Source extract section start

Don-Tol is a small unincorporated community in southeastern Wharton County, in the U.S. state of Texas. The community is located along FM 1301 southeast of Boling. There is a Don-Tol sign on FM 1301 at County Road 100. The name was used by Mexican workers to address William Toliver Taylor, the owner of a post-Civil War sugar cane plantation.

==History==
The Taylor family moved to Texas in 1846. After the Civil War, brothers William Toliver Taylor and Solomon Tyre Taylor became partners with G. C. Duncan, who owned 583 acre of land in eastern Wharton County. The venture was a success and the two men bought Duncan's acreage. The Taylors expanded their property to 12000 acre, growing corn, cotton, sugar cane, and other crops. The brothers hired Mexican workers to farm their land and the laborers began calling Toliver "Don Tol" in the Spanish style. When the Taylors split the plantation, Tyre named his western half Parkdale, while Toliver named his eastern portion Don Tol. The brothers' hog pasture was sold to the Texas Gulf Sulphur Company and became the town of Newgulf.

In 1936, there was a factory in Don-Tol. Five years later, its school was absorbed by the Boling Independent School District. A descendant of Toliver, Glenn B. Taylor was killed during World War II when his plane went down in French Indochina. As recently as 1989, the Southern Pacific Railroad ran north and south along FM 1301, while the Atchison, Topeka and Santa Fe Railway ran east and west along the path of the present-day electric transmission lines. Both sets of railroad tracks were gone in 2014.

==Geography==
Don-Tol is on FM 1301 at the intersection of County Road 101, also known as Dontol Road, a distance of 3.6 mi southeast of Boling, 15.0 mi southeast of Wharton and 2.8 mi north of Pledger, a community in Matagorda County. Caney Creek meanders through the area toward the south. There is a business located at County Road 101 and FM 1301. The Don-Tol sign is located to the south at the County Road 100 junction. To the north, there is an electric power sub-station where an overhead transmission line runs east and west.

Source extract section end

Work order =
Answer these questions using the passage on Don-Tol, Texas:
(a) What did the Mexican laborers call Toliver Taylor?
(b) Which school district absorbed the Don-Tol school?
(c) How far is Don-Tol from Boling, and in which direction?

Information given section start

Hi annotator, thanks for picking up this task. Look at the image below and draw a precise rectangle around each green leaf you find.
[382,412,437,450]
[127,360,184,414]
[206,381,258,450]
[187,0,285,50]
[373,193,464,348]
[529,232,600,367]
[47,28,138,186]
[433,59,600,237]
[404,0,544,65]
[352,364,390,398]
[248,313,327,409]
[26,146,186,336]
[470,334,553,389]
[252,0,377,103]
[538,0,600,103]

Information given section end

Problem solution =
(a) "Don Tol"
(b) The Boling Independent School District
(c) 3.6 miles southeast of Boling